__Description of the task__. Turn every line of the items below into a JSON list of strings, one string per line, skipping blank lines and leaving the pictures out.

__Excerpted data__.
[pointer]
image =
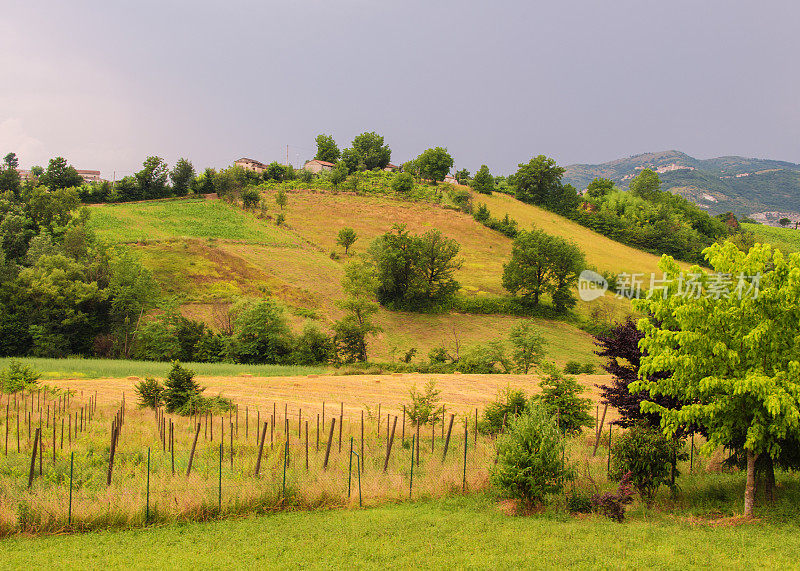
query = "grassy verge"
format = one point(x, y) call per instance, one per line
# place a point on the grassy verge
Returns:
point(451, 533)
point(77, 368)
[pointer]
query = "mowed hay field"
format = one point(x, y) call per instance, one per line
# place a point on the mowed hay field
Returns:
point(206, 252)
point(460, 394)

__Correct result__.
[
  "[pointer]",
  "image =",
  "query = \"grassy verge\"",
  "format = one point(x, y) call per instance, one per line",
  "# place a point on the grassy verge",
  "Returns:",
  "point(451, 533)",
  "point(77, 368)",
  "[pointer]",
  "query = \"mowed hay field\"",
  "format = one point(x, y) call per instance, one per line",
  "# place a point on the mowed hay field",
  "Returns:",
  "point(206, 252)",
  "point(460, 394)"
]